Collected data
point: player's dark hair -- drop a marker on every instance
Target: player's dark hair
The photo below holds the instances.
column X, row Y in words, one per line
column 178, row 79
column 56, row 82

*PROBLEM STATEMENT*
Reproduce the listing above, swapping every "dark" for "black" and leaving everything else unchanged.

*COMPLETED EXERCISE*
point: player's black hair -- drop a marker on every instance
Target: player's black hair
The photo below holds the instances.
column X, row Y in words, one per line
column 178, row 79
column 56, row 82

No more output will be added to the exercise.